— START OF Records to use —
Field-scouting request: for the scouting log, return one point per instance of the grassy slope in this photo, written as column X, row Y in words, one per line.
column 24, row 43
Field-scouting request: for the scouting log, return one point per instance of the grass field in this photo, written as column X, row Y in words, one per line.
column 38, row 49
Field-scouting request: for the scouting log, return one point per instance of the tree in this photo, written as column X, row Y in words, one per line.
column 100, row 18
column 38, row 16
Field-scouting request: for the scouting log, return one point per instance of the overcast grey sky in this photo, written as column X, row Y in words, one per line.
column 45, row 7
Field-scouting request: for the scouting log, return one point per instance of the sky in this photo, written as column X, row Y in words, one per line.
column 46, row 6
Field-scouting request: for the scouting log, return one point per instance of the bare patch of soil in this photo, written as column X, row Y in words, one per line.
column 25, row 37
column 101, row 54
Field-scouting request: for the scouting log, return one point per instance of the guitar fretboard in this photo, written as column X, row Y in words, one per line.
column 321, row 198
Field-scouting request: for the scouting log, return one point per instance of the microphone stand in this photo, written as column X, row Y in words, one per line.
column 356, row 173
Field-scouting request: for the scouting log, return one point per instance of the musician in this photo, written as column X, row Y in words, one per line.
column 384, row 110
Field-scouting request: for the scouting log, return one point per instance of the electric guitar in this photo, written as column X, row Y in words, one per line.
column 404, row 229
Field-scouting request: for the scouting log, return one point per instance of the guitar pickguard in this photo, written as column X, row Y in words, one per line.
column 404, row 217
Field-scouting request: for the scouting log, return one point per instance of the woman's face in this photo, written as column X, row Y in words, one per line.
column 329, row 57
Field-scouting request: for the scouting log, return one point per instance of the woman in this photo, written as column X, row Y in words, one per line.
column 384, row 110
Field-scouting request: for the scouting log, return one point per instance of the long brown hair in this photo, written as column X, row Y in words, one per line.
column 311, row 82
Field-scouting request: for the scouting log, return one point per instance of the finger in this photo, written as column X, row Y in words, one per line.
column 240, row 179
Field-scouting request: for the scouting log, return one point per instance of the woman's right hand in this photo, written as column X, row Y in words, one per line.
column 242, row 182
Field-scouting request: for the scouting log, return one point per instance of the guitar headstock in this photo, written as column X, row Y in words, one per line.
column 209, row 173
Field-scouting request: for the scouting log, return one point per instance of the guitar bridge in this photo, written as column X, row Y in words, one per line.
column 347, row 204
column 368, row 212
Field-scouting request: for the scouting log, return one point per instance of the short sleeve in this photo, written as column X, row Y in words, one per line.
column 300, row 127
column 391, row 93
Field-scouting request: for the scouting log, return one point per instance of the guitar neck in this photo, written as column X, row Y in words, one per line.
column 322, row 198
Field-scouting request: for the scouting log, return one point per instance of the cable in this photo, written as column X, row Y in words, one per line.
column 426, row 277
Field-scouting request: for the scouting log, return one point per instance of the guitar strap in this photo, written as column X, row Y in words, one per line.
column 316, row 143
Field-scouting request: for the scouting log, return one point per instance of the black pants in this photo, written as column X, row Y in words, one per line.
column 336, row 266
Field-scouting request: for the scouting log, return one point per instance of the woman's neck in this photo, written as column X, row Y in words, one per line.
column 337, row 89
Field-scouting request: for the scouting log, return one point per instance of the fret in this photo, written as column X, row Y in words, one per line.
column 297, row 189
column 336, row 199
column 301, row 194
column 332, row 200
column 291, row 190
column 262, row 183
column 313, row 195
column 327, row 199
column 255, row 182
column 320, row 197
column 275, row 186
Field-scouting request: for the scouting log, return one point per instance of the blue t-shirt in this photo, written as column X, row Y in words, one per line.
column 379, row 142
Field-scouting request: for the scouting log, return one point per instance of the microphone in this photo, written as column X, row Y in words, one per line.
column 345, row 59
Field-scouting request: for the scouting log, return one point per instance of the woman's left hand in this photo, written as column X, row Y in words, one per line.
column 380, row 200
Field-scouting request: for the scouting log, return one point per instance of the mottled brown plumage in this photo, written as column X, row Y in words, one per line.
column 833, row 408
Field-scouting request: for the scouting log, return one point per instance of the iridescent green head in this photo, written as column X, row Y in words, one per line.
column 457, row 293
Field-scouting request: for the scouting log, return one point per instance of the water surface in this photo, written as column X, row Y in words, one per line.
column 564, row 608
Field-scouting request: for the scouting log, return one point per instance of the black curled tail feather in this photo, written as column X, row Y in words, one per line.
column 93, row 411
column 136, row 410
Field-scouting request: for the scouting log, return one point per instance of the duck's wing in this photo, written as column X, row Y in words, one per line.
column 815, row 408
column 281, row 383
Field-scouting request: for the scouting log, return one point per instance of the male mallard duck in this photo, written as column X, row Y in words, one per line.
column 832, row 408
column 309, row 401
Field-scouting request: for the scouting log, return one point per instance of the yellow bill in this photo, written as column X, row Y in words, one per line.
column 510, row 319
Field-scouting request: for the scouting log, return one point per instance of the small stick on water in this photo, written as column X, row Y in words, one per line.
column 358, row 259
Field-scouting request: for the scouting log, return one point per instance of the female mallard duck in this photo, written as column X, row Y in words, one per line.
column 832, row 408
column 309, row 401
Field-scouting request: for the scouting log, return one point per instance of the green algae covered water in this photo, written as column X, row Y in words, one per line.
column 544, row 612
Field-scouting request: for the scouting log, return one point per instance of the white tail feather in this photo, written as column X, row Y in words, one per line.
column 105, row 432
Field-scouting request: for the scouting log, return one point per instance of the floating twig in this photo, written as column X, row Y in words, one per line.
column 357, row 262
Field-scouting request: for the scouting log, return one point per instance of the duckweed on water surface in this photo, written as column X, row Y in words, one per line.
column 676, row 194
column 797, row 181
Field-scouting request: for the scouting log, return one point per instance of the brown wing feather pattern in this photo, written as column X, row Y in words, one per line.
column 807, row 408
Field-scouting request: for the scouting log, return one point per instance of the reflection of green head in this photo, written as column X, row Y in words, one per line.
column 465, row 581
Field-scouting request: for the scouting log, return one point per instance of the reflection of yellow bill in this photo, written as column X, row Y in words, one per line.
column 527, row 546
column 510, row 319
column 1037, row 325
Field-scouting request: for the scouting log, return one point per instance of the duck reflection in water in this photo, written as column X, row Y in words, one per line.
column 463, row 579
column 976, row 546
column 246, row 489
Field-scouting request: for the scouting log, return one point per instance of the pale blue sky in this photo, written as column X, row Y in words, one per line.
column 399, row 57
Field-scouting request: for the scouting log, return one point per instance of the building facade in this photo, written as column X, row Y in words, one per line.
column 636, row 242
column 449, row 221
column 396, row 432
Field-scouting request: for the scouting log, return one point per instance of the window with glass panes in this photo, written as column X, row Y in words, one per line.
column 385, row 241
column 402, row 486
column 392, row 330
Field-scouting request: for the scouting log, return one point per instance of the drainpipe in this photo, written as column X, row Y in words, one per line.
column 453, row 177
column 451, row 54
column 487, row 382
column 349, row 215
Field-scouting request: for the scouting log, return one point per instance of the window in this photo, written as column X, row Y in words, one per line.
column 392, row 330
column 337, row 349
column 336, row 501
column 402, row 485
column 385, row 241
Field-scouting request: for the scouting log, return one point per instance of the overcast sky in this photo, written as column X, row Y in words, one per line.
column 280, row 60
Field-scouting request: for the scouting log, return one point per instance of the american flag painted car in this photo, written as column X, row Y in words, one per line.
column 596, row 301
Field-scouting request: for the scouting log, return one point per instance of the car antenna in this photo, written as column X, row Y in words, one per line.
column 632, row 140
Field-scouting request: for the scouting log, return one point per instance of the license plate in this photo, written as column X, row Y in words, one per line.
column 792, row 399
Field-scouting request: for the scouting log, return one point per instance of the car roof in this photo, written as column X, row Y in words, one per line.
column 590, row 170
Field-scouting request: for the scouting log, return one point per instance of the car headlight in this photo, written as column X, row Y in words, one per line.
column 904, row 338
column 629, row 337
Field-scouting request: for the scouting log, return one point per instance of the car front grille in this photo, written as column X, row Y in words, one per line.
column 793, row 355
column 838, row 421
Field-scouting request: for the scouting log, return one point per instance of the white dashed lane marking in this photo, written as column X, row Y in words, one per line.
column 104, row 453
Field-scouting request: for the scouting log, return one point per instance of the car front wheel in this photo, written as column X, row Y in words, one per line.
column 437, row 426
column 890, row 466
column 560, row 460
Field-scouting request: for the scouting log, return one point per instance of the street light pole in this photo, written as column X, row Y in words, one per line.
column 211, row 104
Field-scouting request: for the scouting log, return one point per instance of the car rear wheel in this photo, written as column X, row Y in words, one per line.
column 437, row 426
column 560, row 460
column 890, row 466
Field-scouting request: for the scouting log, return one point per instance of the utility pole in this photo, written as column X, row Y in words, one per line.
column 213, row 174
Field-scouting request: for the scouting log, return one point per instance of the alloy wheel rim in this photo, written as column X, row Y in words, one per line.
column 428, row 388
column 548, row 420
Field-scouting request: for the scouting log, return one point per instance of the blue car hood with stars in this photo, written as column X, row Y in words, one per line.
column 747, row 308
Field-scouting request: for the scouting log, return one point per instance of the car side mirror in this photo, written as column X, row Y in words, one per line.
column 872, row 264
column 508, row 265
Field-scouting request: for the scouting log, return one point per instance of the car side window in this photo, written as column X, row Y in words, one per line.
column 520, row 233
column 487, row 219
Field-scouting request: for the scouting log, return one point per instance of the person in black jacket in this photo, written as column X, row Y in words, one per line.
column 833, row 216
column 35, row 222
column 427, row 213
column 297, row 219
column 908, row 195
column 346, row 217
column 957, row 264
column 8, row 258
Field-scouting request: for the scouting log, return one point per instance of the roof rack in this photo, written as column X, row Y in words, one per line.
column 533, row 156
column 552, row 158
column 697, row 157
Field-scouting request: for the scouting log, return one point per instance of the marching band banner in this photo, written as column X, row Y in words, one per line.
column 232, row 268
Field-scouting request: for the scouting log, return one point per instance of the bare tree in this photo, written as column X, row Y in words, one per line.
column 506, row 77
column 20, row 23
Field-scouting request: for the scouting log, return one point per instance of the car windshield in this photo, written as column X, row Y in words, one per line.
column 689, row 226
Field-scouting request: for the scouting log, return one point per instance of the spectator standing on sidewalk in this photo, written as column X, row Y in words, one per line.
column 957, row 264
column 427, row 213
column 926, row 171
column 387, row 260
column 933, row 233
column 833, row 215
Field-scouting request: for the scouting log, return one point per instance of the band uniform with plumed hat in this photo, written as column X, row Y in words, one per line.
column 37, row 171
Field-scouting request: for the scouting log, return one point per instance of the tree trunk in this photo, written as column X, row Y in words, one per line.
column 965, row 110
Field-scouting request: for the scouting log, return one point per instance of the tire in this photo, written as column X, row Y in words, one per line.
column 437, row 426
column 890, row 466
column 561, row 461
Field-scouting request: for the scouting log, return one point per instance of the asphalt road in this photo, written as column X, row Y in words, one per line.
— END OF Records to use —
Exercise description:
Begin with the line that contains "the car windshield" and end with the last line of the records; set down every line in that span exactly, and nothing else.

Answer:
Field-scouting request: for the scouting log, return one point per instance of the car windshield in this photo, written as column X, row Y in words, one per line.
column 689, row 226
Field-scouting request: for the scouting log, return one point per instance of the spectator standing on sidewalk in this photo, written as column X, row Y in words, one per line.
column 957, row 264
column 427, row 213
column 926, row 171
column 387, row 260
column 933, row 233
column 833, row 215
Field-scouting request: for the scouting log, return one point per instance of the band uniform with plumed hat in this photo, written as column X, row Y in words, one per line.
column 37, row 171
Field-scouting request: for the scouting log, return one point per instance of the tree trunk in this photo, written as column X, row Y in words, one per line.
column 965, row 110
Field-scouting request: for the scouting log, return one point per instance of the tire in this photo, written as column X, row Y in words, one per line.
column 437, row 426
column 890, row 466
column 561, row 461
Field-scouting request: for the scouting log, return one point per instance of the asphalt road in this photo, written as column X, row Y in words, one per line.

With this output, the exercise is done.